## [Source data]
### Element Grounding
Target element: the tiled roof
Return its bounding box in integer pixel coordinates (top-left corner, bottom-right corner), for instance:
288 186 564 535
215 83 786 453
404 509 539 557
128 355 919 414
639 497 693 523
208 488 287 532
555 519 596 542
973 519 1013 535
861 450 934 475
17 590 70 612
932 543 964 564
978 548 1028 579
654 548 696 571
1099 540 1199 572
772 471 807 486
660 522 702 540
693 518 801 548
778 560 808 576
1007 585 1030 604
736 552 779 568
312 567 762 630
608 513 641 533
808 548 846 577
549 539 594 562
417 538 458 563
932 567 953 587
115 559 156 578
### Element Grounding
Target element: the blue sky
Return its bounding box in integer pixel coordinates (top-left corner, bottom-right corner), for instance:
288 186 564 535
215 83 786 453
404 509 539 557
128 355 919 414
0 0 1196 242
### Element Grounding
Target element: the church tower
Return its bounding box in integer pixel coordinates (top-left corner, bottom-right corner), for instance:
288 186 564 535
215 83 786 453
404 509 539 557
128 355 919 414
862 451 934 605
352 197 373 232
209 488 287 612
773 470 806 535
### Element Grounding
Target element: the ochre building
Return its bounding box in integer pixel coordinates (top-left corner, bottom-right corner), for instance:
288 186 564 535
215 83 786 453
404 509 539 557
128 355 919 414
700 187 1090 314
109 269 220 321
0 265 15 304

--

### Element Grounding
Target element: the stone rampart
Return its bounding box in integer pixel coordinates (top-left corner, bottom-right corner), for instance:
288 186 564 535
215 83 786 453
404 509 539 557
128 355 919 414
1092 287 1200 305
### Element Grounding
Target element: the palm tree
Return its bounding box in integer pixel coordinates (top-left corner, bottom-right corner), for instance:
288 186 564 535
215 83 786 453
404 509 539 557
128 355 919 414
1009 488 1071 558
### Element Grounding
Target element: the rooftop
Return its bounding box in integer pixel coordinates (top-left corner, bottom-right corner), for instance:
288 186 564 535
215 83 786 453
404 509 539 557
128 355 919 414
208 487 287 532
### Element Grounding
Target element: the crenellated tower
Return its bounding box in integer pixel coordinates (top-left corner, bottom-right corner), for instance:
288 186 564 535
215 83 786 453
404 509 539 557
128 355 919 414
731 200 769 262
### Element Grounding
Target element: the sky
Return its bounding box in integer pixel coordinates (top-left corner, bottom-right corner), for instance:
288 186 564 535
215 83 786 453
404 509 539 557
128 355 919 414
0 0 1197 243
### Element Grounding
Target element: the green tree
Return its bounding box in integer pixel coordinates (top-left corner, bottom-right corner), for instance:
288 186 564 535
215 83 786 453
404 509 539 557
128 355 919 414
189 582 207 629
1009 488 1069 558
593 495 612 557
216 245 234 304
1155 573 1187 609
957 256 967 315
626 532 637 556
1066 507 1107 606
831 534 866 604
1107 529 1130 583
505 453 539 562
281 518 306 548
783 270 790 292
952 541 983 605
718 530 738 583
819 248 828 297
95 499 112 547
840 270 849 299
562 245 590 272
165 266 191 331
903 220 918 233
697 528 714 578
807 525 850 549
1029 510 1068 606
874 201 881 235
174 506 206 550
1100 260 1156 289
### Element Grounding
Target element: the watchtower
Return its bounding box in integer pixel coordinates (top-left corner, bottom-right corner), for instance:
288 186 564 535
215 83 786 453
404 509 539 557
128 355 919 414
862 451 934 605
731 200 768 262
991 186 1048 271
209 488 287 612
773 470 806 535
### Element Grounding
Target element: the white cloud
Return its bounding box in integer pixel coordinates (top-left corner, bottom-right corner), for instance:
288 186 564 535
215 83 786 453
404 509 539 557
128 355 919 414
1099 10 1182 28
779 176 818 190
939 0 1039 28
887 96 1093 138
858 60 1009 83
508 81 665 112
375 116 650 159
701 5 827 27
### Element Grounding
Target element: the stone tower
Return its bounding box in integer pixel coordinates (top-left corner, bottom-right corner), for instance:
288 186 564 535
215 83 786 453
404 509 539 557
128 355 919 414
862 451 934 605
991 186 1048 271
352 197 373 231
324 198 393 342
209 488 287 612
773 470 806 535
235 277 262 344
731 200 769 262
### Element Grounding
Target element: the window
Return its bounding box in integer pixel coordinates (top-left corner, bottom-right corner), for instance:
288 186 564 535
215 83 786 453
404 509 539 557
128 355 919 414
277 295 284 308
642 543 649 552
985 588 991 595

---

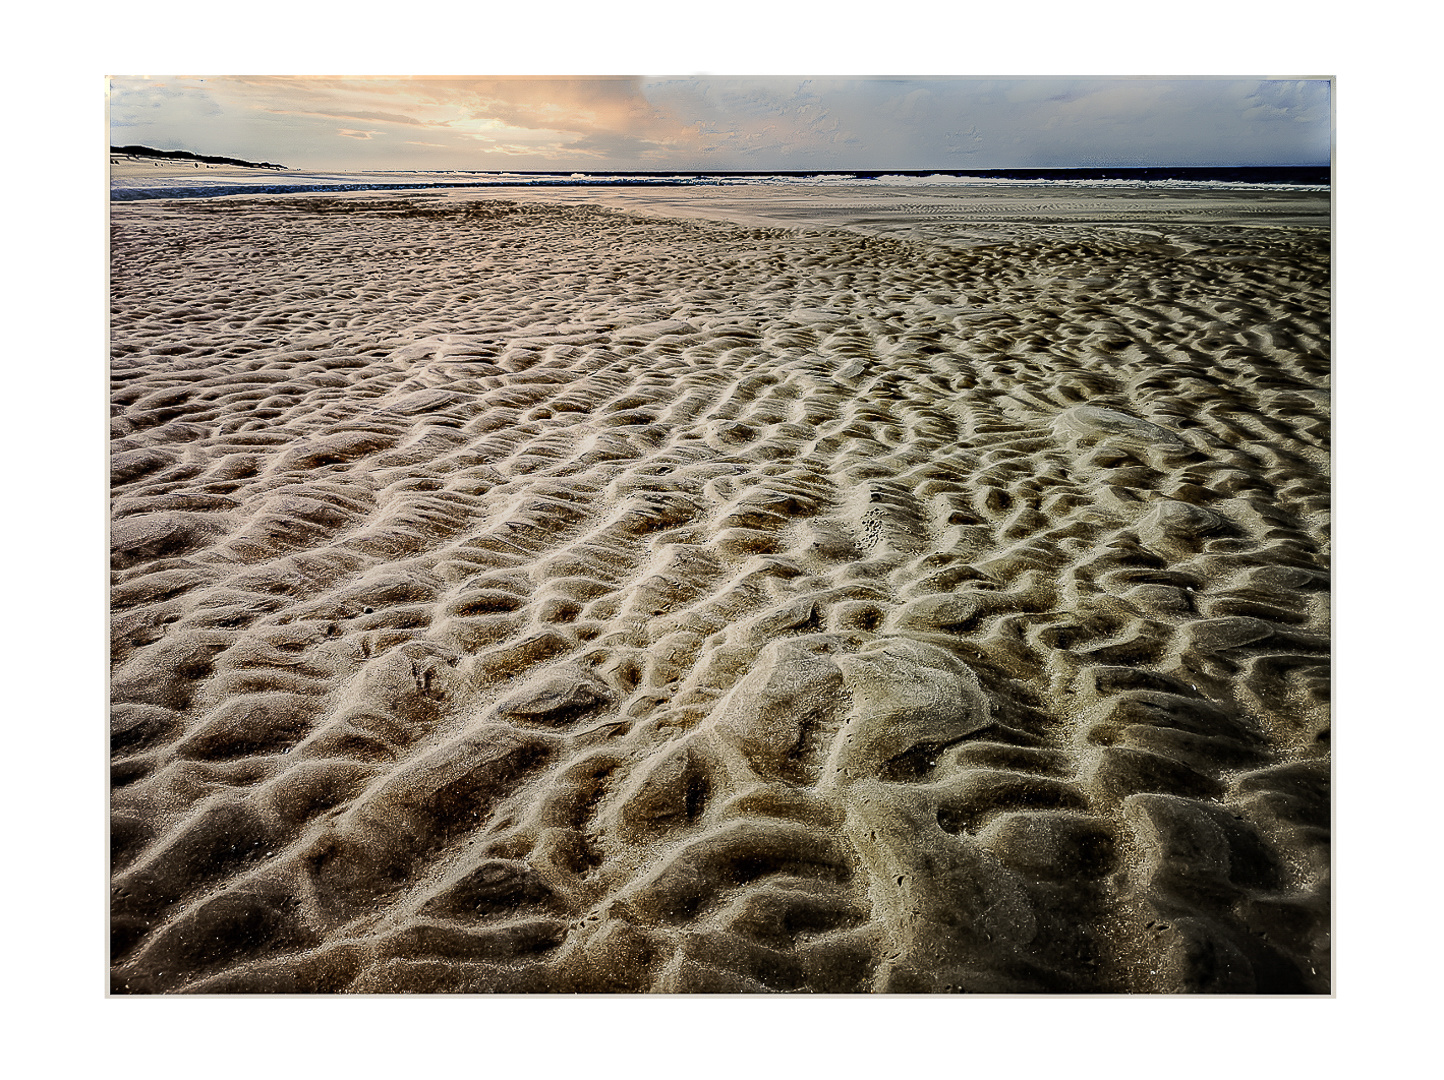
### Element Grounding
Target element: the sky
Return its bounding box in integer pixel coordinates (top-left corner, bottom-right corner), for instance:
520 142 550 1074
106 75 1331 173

## [Task]
From the records above, return each line that includes "tree".

## [Response below]
Target element: the palm tree
Target element: the green tree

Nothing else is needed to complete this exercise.